### [Task requirements]
Could you please reproduce every record below exactly, leaving out the pictures?
=== Section Start ===
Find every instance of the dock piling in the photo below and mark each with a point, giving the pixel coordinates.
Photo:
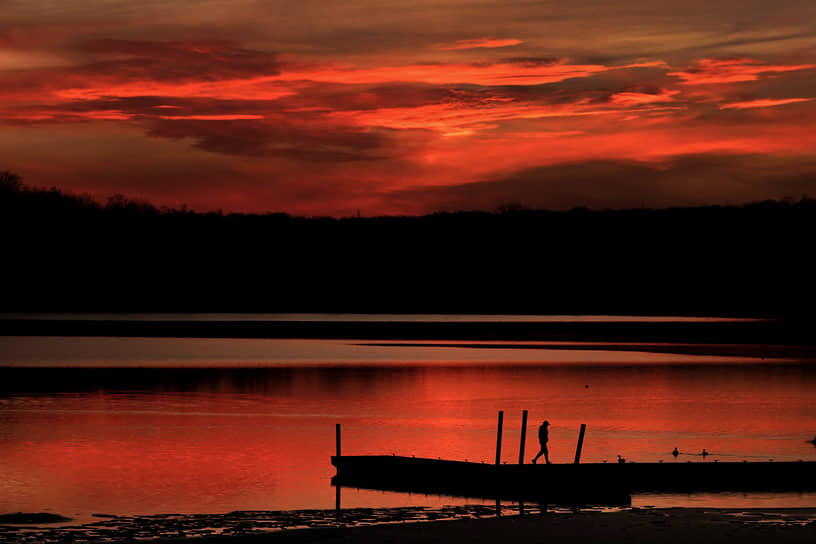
(580, 443)
(337, 437)
(523, 436)
(498, 438)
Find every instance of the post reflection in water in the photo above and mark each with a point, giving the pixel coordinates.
(158, 440)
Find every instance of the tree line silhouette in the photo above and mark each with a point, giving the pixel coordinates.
(66, 252)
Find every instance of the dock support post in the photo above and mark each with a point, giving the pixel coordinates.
(337, 437)
(580, 443)
(523, 436)
(498, 438)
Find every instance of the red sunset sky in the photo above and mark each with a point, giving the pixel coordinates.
(328, 107)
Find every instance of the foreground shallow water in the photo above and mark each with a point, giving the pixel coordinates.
(139, 426)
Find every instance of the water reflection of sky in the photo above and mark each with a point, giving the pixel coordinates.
(249, 424)
(403, 318)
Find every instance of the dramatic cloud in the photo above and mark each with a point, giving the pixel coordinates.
(763, 103)
(713, 71)
(329, 108)
(477, 43)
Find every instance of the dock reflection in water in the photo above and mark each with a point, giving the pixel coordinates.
(249, 433)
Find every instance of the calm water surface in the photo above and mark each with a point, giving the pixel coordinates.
(141, 426)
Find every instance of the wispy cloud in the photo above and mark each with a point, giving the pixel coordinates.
(762, 103)
(477, 43)
(715, 71)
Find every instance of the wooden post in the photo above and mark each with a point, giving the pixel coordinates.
(523, 436)
(580, 443)
(337, 437)
(498, 438)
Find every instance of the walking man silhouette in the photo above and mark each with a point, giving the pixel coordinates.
(543, 438)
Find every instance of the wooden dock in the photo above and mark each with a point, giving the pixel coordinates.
(586, 483)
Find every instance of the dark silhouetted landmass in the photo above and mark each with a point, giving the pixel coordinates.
(64, 252)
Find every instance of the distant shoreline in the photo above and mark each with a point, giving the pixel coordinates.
(750, 332)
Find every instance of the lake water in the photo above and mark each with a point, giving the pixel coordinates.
(144, 426)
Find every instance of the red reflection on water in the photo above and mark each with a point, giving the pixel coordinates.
(222, 440)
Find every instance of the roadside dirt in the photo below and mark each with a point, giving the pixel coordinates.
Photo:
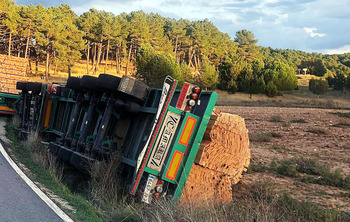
(300, 132)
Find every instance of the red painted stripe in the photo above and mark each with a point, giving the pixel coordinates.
(182, 95)
(191, 131)
(177, 167)
(152, 141)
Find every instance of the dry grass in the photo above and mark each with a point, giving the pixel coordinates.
(105, 187)
(296, 98)
(257, 202)
(42, 157)
(316, 131)
(264, 136)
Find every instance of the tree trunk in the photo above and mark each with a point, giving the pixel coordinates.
(107, 51)
(47, 65)
(69, 70)
(176, 42)
(36, 65)
(127, 62)
(27, 44)
(117, 59)
(30, 67)
(99, 53)
(190, 56)
(10, 43)
(88, 58)
(94, 60)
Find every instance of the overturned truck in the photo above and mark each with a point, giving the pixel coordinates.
(156, 132)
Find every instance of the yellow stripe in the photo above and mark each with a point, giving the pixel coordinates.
(185, 137)
(174, 165)
(5, 108)
(47, 114)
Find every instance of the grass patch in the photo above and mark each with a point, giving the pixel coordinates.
(264, 136)
(284, 168)
(256, 202)
(346, 115)
(44, 169)
(276, 119)
(316, 131)
(257, 167)
(298, 121)
(342, 125)
(316, 172)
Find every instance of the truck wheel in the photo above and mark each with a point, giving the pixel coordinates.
(74, 83)
(132, 107)
(34, 86)
(89, 83)
(108, 82)
(21, 85)
(133, 89)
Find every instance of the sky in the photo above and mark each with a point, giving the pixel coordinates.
(321, 26)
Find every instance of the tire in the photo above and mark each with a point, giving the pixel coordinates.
(108, 82)
(54, 148)
(34, 86)
(81, 162)
(133, 89)
(74, 83)
(21, 85)
(65, 154)
(89, 83)
(132, 107)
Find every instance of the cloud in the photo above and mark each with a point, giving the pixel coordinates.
(312, 32)
(309, 25)
(340, 50)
=== Section End ===
### [Written reply]
Find every instance of the dock piling in the photo below and mark each with a point, giving the pixel coordinates.
Photo:
(580, 443)
(337, 437)
(523, 436)
(498, 438)
Find every instance of the post reflection in water in the photo above and mark each with a point, giving the pixel coordinates.
(158, 440)
Find every instance of the tree line silhouette in the photo above and mark each with a point, giving the pixel coordinates.
(66, 252)
Find every instance of the dock support post in the photo above and mark each with a point, giving the pixel coordinates.
(337, 437)
(580, 443)
(523, 436)
(498, 438)
Find every instance of the red sunset sky in the photo above and mark each with a point, giving the pixel coordinates.
(328, 107)
Find every instance of the foreground shallow water in the photo above and mark each with a point, giving the pixel coordinates.
(139, 426)
Find every instance of the water reflection of sky in the photo above and mark each with a point, giving the pixel coordinates.
(249, 424)
(403, 318)
Find every instance of the dramatic cloud in the photo above and mark each with a point, giving the pixel coordinates.
(763, 103)
(713, 71)
(329, 108)
(477, 43)
Find every instance of the dock reflection in water in the photo above and mark each with a point, giving the pixel coordinates.
(249, 433)
Find every instance of the calm water surface in the photo above and mark each with a point, giving the pixel coordinates.
(141, 426)
Find every instance of the wispy cloud in the photo above and mark each with a point, giving the pixel coordinates.
(762, 103)
(477, 43)
(715, 71)
Find every instance of the wooden post in the photo above and mark each with a point, giving the pixel coordinates.
(523, 436)
(580, 443)
(337, 437)
(498, 438)
Find every instance of the walking man silhouette in the photo above and mark each with a point, giving the pixel coordinates.
(543, 438)
Find every instance of the wooden dock in the photo above and mark each with a point, giving the pixel coordinates.
(586, 483)
Find every instance of the dark silhouetted landmass in the photo above and mark each with a point, giving the pixel coordinates.
(64, 252)
Find every instance of the distant shoreline in the photo above and mark each with a point, giving the pixel coordinates.
(750, 332)
Find every instance of the lake water in the photo above and mark each with a point, giving the pixel coordinates.
(144, 426)
Find every instance of the red reflection on water in the photo above and mark each with a point, giving the pixel coordinates.
(222, 440)
Find every instance of the roadside dirt in the photo below and mark each with a point, giving the pixel coordinates.
Photo:
(300, 132)
Find every instance of the red painted stripe in the photo above and mark each with a point, giving the pixel coordinates.
(182, 95)
(191, 131)
(177, 167)
(152, 141)
Find every instance of the dry grass in the photo above and mark each with a point, giving the pixel coordinates.
(105, 187)
(296, 98)
(257, 202)
(42, 157)
(316, 131)
(264, 136)
Find every instance of the tree trunk in the photo above and mark each with a point, giving the pixel coordinates.
(107, 51)
(47, 65)
(69, 70)
(176, 42)
(36, 65)
(127, 62)
(27, 44)
(117, 59)
(30, 67)
(99, 53)
(190, 56)
(10, 43)
(88, 58)
(94, 60)
Find every instance of the overturned truck in the photo above and mark each with a point, giving the pixel coordinates.
(156, 132)
Find every instance of the yellow stripe in the photo above and mark each with a point, giving the pixel coordinates.
(185, 137)
(174, 165)
(5, 108)
(47, 114)
Find every instance of the grass patch in the photo above and mark each with a point, giving the pixel coordinates.
(264, 136)
(284, 168)
(256, 202)
(346, 115)
(44, 169)
(276, 119)
(316, 131)
(257, 167)
(298, 121)
(342, 125)
(316, 172)
Find every instance of the truck wheel in the photo above and mark each with a point, giving the pixel coordinates.
(74, 83)
(132, 107)
(34, 86)
(89, 83)
(108, 82)
(21, 85)
(133, 89)
Find every instance of the sky in the photo above and mark each with a point, giving the pixel coordinates.
(321, 26)
Find every instance of the tire in the photo above and mark each with a point, giving the pixel coordinates.
(108, 82)
(54, 148)
(34, 86)
(81, 162)
(133, 89)
(74, 83)
(21, 85)
(65, 154)
(89, 83)
(132, 107)
Find every instance of the cloud in the photo above and mark each with a point, giving the pixel coordinates.
(312, 32)
(309, 25)
(340, 50)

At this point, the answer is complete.